**Task statement**
Copy out, word for word and in full, the forum thread below on asking a girlfriend's Korean parents for permission to marry.

**Document passage**
■ ■ ■ ■ ■

# Marriage Proposal



## docket

Hi.

I'm going to be asking permission to marry from my girlfriend's Korean parents.  Can someone please give me a literal translation of English in how this is normally asked in Korean, as well as a phonetic spelling of the phrase in Korean?

Thanks!

d


----------



## Dublabla

Hi Docket.
Could you please be more specific about what you want?
What you need is just a literal translation of the phrase used to ask permission from future-epouse's parents like, 
'Please allow me to get married with your daughter' or something along this line?
When taking into consideration the cultural settings, 
My suggestion would be, 

"따님을 제게 주십시오. 평생 행복하게 해 주겠습니다."
(tta nim eol / je ge / ju sip si o/ , peong seng / heng bok ha ge/ he ju get sup ni da)
---The mark / is intended to show you when to make a pause in the middle of pronouncing this sentence.

(** literal translation simplified-so it could sound a little bit bizarre- : 
please give me your daughter, I'll make her happy forever)

I feel obliged to explain the words, 
: tta nim (polite way of saying "your daughter")
: je ge (polite way of saying "to me")
: Ju sip si o (polite way of saying "please give me)
: peong seng (forever)
: heng bok ha ge he ju get sup ni da (I'll make her happy)

(When meeting her parents in person, please keep it in your mind that your're expected to give the impression that you'll garantee the happiness of their daughter by your marriage with her...)

I hope you'll find this helpful.


----------



## 코미디 갤러리

이 결혼 허락해 주십시오.

따님을 행복하게 해 드릴 자신이 있습니다.


----------

■ ■ ■ ■ ■

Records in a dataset
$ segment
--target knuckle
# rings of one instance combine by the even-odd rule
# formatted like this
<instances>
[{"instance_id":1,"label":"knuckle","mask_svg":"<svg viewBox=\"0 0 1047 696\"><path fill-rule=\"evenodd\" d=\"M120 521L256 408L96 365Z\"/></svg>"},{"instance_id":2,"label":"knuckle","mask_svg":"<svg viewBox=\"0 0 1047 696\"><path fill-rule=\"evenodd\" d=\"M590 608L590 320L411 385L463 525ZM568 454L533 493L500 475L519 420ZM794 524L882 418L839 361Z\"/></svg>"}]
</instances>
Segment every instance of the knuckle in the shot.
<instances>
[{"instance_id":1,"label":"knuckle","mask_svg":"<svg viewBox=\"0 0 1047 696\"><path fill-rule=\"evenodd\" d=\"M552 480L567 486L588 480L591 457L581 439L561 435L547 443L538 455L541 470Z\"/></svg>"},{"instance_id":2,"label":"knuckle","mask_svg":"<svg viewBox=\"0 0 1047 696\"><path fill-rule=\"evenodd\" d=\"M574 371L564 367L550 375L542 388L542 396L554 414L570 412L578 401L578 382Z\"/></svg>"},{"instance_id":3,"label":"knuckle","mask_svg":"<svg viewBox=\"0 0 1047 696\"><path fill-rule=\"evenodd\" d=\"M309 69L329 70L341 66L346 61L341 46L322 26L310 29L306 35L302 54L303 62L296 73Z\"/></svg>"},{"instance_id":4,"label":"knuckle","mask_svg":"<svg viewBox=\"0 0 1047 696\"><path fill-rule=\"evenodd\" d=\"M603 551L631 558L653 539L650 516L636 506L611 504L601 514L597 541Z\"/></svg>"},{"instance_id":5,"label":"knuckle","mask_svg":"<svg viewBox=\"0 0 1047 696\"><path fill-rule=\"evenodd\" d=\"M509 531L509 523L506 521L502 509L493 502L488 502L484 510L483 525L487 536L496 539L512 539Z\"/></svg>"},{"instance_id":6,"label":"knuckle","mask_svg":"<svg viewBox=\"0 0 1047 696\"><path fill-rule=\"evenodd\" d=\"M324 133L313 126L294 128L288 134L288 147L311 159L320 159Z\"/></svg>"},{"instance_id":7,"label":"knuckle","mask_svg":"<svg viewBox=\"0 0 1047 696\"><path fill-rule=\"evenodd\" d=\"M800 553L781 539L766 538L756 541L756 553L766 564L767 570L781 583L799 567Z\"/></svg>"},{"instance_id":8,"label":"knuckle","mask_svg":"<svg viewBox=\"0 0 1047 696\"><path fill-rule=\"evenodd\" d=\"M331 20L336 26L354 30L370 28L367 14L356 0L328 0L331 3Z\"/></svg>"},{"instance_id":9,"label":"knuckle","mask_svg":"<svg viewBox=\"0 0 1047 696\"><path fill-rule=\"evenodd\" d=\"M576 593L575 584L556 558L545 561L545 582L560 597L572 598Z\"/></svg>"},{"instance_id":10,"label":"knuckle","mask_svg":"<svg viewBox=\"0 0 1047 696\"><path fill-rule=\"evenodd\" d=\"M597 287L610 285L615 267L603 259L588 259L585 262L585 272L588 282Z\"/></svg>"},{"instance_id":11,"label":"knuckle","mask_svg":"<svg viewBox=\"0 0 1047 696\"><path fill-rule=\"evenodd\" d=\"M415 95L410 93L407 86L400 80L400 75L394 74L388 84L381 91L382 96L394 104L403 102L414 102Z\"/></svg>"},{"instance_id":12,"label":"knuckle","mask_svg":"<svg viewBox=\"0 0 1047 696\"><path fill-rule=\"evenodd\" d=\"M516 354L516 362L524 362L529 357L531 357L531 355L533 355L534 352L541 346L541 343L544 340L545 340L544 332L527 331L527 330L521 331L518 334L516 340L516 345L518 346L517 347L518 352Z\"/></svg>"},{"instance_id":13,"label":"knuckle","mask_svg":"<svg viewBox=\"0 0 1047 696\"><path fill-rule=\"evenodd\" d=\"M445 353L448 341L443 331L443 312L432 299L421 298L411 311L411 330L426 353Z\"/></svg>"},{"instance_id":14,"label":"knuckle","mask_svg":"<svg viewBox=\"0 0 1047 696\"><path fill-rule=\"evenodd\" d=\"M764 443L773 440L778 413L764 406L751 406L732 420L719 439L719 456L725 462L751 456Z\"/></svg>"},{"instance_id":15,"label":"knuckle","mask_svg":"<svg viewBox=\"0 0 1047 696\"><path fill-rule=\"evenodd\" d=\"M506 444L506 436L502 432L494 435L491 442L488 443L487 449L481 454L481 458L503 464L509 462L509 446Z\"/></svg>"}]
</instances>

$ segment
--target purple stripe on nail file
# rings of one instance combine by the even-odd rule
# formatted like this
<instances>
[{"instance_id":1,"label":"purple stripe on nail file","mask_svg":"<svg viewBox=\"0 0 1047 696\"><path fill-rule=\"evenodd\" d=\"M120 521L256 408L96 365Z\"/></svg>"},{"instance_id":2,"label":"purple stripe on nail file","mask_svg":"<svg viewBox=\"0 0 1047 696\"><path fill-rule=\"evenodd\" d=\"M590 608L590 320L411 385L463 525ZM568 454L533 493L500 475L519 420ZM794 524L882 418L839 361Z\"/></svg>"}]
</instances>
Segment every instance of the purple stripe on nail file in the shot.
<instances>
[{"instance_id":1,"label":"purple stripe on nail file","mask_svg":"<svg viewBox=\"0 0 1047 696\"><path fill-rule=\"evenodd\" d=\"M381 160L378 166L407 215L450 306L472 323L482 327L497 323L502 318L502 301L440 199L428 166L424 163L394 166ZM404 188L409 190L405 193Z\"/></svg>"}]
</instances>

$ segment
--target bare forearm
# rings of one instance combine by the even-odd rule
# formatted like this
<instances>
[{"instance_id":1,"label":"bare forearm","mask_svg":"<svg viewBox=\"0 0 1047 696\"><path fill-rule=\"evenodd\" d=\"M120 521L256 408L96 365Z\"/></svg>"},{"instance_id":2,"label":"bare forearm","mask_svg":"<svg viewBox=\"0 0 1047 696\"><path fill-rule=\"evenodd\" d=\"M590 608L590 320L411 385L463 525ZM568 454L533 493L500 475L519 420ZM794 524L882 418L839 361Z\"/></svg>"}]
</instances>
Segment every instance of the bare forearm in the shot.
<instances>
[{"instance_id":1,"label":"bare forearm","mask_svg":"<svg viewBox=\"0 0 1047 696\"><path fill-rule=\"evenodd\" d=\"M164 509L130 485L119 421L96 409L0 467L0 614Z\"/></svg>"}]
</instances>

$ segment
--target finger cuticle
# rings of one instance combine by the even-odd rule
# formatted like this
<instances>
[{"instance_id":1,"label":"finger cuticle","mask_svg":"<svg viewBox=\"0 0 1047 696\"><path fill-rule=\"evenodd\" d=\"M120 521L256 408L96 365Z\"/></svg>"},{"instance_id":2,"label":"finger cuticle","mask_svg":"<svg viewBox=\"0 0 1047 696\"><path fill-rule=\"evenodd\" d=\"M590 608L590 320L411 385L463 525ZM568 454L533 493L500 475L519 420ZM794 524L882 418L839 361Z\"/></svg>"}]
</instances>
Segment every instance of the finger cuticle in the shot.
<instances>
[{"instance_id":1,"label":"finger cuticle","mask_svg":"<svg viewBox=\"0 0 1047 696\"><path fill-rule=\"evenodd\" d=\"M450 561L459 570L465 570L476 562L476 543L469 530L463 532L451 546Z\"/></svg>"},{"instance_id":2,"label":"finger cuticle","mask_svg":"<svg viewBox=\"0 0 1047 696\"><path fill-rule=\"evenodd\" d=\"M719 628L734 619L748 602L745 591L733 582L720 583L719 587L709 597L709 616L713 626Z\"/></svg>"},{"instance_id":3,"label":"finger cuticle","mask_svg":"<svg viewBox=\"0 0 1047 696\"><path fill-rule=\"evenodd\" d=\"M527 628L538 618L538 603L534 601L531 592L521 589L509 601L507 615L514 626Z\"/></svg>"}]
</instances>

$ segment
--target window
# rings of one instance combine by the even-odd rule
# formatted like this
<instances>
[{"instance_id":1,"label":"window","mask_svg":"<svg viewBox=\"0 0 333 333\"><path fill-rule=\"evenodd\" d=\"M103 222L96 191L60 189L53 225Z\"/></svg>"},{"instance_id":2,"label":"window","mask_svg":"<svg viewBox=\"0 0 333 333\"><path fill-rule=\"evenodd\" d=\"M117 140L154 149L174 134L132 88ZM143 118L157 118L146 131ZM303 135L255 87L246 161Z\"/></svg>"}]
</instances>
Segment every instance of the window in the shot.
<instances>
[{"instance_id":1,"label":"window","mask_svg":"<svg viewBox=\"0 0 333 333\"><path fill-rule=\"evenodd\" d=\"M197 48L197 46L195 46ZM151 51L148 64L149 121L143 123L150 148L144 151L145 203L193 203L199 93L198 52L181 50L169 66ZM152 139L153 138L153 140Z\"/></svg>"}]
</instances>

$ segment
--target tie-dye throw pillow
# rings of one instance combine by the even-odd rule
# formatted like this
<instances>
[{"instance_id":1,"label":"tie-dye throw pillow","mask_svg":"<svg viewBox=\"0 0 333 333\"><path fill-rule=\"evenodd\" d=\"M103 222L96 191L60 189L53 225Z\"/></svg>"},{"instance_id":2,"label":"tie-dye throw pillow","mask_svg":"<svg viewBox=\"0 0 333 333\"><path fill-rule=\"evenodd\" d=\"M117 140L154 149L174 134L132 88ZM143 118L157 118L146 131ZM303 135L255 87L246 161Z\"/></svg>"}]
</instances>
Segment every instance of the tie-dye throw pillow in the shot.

■ ■ ■ ■ ■

**Problem solution**
# Marriage Proposal



## docket

Hi.

I'm going to be asking permission to marry from my girlfriend's Korean parents.  Can someone please give me a literal translation of English in how this is normally asked in Korean, as well as a phonetic spelling of the phrase in Korean?

Thanks!

d


----------



## Dublabla

Hi Docket.
Could you please be more specific about what you want?
What you need is just a literal translation of the phrase used to ask permission from future-epouse's parents like, 
'Please allow me to get married with your daughter' or something along this line?
When taking into consideration the cultural settings, 
My suggestion would be, 

"따님을 제게 주십시오. 평생 행복하게 해 주겠습니다."
(tta nim eol / je ge / ju sip si o/ , peong seng / heng bok ha ge/ he ju get sup ni da)
---The mark / is intended to show you when to make a pause in the middle of pronouncing this sentence.

(** literal translation simplified-so it could sound a little bit bizarre- : 
please give me your daughter, I'll make her happy forever)

I feel obliged to explain the words, 
: tta nim (polite way of saying "your daughter")
: je ge (polite way of saying "to me")
: Ju sip si o (polite way of saying "please give me)
: peong seng (forever)
: heng bok ha ge he ju get sup ni da (I'll make her happy)

(When meeting her parents in person, please keep it in your mind that your're expected to give the impression that you'll garantee the happiness of their daughter by your marriage with her...)

I hope you'll find this helpful.


----------



## 코미디 갤러리

이 결혼 허락해 주십시오.

따님을 행복하게 해 드릴 자신이 있습니다.


----------